> Source text
◇ ◇ ◇ ◇ ◇ ◇ ◇

Health law is a multisided entity that rewards attorneys who spend time in more than one part of it. Brooks Newman, whose particular interest in health law is longstanding, is familiar with the provider and payer sides of the equation. With Humana, Inc.—where he serves as VP, associate general counsel, and head of its Medicare and Medicaid law group—both sides of health law play a substantial role in his work.
Through Humana, Newman has gained invaluable experience with regulatory issues—those connected with government reimbursements—as he’s worked with those issues from a couple different angles. And as part of the company, which has become more of an integrated-care delivery model in recent years, Newman is involved in joint-venture partnerships with providers as well as Humana-owned clinical operations.
“To say ‘we want to be compliant and consumer-centric’ is a very lofty goal. It’s not something that can be done lightly or overnight.”
In other words, variations on everything he already knows. “It feels like I’ve come full circle,” he says.
The Medicare part of Newman’s circle is no small responsibility, considering Humana offers plans and prescription coverage to over 7.7 million Americans, making it one of the largest Medicare providers in the United States. Of particular note is Medicare Advantage, an alternative to original Medicare that carries fitness benefits, vision plans, care coordination and management, and even a nurse who is on call twenty-four hours a day. “We try to coordinate the different providers on the [patient’s] team to make sure they’re getting the most effective and efficient experience they can receive,” Newman says. “Having Medicare Advantage is like having a personal healthcare advocate.”
Even basic medical issues and the accompanying red-tape potential are enough to make the advocacy role an appealing one. But the real win-win comes in the preventive approach of Medicare Advantage, which translates into fewer emergency room visits and reduced costs for both patient and insurer.
That “win-win” ideal is at the heart of Humana’s current set of priorities, which revolves around crafting corporate strategies and goals that are both compliant with industry standards and consumer-centric.
“We’re in a highly regulated industry, with lots of terms and conditions dictated to us. Certain things are non-negotiable, so we have to do them a certain way,” Newman says of the need for compliance. “But there are also opportunities, through innovation and creativity, to offer things in a way that would be best received by the consumer—a.k.a. consumer-centric.”

◇ ◇ ◇ ◇ ◇ ◇ ◇

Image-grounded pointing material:
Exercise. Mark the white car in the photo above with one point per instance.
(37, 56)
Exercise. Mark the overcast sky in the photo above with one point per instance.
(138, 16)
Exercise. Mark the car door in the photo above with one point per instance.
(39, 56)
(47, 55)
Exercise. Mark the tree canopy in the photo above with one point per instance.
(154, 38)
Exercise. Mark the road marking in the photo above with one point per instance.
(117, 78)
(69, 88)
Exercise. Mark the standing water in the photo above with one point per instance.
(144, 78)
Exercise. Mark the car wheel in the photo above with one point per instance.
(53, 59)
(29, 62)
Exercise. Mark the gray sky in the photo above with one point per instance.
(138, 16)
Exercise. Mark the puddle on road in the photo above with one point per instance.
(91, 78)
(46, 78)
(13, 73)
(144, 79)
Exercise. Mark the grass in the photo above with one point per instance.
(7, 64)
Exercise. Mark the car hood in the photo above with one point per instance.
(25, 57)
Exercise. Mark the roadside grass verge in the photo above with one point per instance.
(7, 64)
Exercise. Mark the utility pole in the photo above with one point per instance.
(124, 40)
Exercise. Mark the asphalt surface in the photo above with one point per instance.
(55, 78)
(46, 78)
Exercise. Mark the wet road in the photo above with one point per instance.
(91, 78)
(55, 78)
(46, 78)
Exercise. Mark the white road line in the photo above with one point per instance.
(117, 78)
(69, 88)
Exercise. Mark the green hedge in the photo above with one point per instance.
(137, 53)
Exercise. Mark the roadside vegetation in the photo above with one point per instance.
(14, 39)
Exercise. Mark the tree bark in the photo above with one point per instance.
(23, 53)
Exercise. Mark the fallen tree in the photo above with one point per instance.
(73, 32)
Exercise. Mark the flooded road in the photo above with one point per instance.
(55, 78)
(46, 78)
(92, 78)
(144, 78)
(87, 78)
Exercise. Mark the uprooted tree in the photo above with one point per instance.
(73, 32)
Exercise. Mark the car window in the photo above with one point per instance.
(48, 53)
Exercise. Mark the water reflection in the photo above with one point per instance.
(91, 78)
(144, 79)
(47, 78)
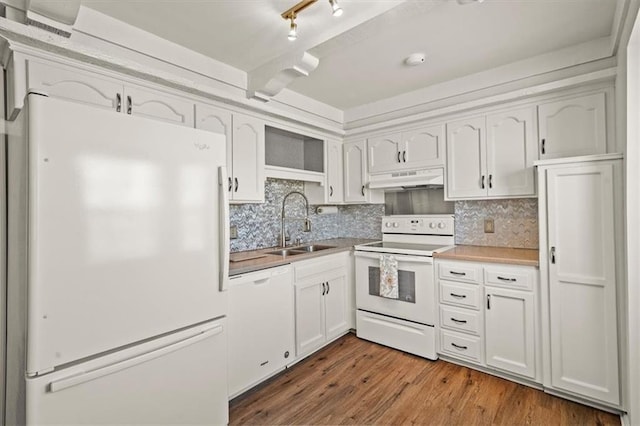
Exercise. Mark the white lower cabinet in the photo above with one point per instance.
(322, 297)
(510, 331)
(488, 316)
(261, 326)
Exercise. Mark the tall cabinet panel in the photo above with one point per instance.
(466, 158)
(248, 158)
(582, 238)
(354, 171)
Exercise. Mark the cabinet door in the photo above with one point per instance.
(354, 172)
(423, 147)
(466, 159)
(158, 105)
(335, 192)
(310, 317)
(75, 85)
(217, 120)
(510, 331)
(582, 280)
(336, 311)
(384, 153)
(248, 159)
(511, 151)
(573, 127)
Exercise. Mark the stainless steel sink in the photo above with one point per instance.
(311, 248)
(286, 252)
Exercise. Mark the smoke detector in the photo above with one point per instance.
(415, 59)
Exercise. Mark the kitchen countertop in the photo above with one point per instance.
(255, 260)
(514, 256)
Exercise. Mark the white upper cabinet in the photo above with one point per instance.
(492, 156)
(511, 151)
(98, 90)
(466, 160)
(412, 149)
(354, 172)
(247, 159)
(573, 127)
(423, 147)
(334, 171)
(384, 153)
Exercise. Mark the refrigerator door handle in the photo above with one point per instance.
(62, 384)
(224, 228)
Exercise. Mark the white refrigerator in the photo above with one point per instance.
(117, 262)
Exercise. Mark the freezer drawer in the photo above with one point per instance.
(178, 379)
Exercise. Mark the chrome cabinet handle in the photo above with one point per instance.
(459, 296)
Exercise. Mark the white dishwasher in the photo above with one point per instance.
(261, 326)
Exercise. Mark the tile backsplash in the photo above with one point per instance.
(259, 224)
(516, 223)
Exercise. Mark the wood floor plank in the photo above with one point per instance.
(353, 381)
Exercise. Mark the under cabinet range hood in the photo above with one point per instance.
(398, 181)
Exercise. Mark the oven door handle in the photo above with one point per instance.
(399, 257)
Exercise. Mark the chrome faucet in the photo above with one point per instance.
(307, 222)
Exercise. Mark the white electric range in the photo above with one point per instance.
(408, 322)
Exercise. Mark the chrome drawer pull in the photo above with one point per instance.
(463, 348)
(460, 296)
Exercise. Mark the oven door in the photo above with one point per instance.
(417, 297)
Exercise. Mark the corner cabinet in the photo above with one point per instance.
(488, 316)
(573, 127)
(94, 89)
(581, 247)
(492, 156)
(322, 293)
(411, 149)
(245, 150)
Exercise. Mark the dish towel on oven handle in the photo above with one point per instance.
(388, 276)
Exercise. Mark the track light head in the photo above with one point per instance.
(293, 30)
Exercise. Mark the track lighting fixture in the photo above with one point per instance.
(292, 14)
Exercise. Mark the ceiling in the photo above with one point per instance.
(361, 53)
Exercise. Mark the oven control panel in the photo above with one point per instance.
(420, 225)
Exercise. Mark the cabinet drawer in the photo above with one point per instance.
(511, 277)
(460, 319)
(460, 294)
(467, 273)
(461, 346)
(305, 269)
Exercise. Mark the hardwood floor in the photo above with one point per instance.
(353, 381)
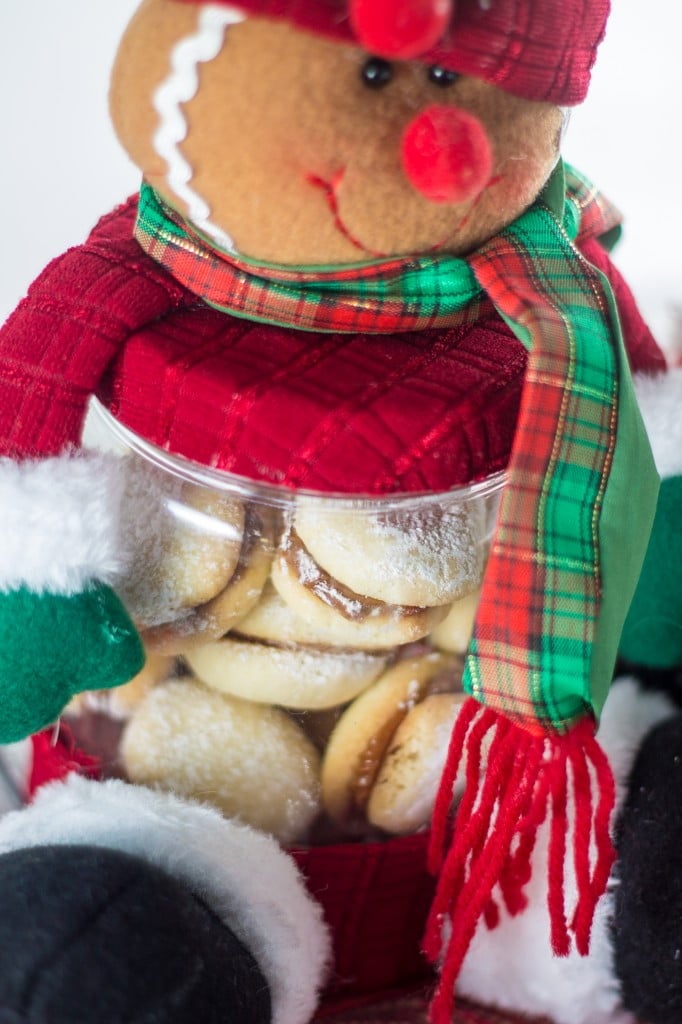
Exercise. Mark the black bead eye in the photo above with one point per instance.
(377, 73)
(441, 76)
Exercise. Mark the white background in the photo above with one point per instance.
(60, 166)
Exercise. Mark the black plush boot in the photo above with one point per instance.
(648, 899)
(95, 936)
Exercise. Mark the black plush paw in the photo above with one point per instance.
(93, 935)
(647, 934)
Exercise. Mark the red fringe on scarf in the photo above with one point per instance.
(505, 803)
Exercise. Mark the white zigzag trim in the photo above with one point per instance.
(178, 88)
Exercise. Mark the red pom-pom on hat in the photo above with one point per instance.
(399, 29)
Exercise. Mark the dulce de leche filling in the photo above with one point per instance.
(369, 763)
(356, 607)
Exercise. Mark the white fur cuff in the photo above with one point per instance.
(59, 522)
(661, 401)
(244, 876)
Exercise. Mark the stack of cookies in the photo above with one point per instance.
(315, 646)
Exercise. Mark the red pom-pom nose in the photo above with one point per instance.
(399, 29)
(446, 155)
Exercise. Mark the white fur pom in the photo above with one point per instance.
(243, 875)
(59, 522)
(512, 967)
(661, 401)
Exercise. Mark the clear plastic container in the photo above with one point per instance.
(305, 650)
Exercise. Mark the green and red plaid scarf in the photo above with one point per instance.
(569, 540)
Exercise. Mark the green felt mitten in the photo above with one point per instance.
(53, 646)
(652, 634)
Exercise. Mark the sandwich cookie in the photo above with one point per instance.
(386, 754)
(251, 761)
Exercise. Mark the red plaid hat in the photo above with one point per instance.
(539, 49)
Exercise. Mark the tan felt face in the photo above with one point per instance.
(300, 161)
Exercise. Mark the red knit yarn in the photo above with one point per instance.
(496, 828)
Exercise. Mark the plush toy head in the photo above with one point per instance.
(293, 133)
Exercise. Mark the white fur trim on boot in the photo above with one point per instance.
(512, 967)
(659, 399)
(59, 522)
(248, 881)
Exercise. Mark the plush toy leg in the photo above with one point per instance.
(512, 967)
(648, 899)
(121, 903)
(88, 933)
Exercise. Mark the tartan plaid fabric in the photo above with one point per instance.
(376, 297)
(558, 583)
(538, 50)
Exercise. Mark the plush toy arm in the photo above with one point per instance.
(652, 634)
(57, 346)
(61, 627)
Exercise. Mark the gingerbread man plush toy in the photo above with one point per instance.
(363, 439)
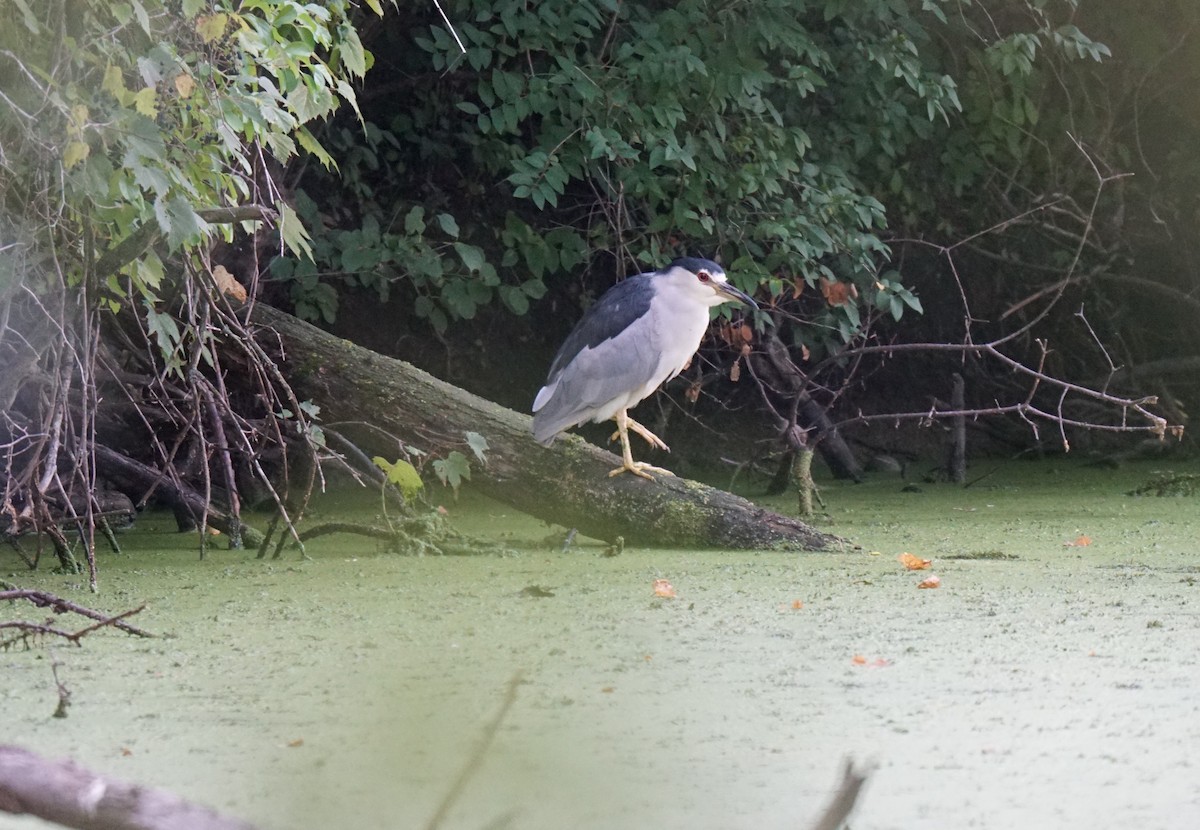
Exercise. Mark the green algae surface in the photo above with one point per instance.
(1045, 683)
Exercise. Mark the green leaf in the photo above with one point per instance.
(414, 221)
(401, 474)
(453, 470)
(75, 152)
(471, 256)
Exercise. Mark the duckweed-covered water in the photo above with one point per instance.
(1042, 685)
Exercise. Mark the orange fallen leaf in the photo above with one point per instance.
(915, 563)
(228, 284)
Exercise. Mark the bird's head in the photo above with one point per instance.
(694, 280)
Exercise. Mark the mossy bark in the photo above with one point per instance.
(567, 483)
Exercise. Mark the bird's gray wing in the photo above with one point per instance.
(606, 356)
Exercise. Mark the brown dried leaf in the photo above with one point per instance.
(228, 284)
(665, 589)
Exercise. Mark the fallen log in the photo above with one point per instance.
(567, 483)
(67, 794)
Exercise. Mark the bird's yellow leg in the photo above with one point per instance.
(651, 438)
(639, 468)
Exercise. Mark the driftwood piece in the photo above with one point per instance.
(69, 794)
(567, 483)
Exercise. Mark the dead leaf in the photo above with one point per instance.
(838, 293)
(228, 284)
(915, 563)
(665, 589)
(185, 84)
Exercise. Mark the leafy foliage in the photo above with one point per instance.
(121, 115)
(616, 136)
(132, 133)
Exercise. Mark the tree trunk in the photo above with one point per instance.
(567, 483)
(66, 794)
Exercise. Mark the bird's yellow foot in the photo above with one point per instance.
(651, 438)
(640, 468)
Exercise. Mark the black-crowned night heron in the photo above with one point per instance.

◇ ◇ ◇ ◇ ◇ ◇ ◇

According to the profile of Brooks Newman, how many Americans receive plans and prescription coverage from Humana?

> Task answer
Over 7.7 million Americans.